Every line in the records below that holds the word "rough" is to be copied.

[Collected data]
——
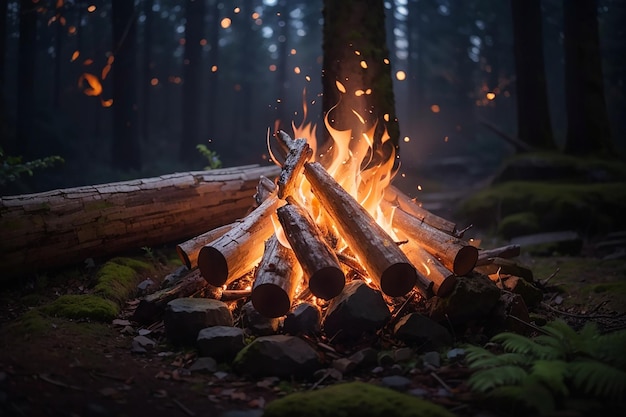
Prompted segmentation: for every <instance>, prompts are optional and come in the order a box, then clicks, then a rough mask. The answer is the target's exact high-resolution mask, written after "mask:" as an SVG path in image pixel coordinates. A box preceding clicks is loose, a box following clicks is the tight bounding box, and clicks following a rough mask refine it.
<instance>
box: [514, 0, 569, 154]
mask: <svg viewBox="0 0 626 417" xmlns="http://www.w3.org/2000/svg"><path fill="white" fill-rule="evenodd" d="M566 2H567V1H566ZM511 10H512V13H513V48H514V55H515V73H516V95H517V125H518V128H517V130H518V134H517V135H518V137H519V138H520V139H521V140H523V141H524V142H526V143H528V144H529V145H530V146H532V147H534V148H540V149H553V148H555V147H556V145H555V142H554V137H553V133H552V124H551V122H550V112H549V107H548V93H547V87H546V73H545V66H544V60H543V40H542V35H541V4H540V0H511Z"/></svg>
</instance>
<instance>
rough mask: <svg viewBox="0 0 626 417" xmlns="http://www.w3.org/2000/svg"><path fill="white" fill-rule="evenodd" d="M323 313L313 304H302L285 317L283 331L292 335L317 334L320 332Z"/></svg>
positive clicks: (296, 306)
mask: <svg viewBox="0 0 626 417" xmlns="http://www.w3.org/2000/svg"><path fill="white" fill-rule="evenodd" d="M321 320H322V313H321V312H320V309H319V308H318V307H317V306H316V305H315V304H313V303H300V304H298V305H297V306H296V308H294V309H293V310H291V311H290V312H289V313H288V314H287V316H286V317H285V321H284V323H283V330H284V331H285V333H289V334H292V335H299V334H315V333H319V331H320V326H321V324H320V322H321Z"/></svg>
——
[RESPONSE TO THIS EXERCISE]
Prompted segmentation: for every <instance>, prompts are optional and come in the order a box, then clicks, then a rough mask. The answer is the target's exact high-resolution mask, written after "mask:" as an SVG path in image pixel coordinates. A box preceding clicks is loose, a box following clicks is the tight bounding box, and clicks following a rough mask refine it.
rough mask: <svg viewBox="0 0 626 417" xmlns="http://www.w3.org/2000/svg"><path fill="white" fill-rule="evenodd" d="M323 313L313 304H302L285 317L283 331L292 335L317 334L320 332Z"/></svg>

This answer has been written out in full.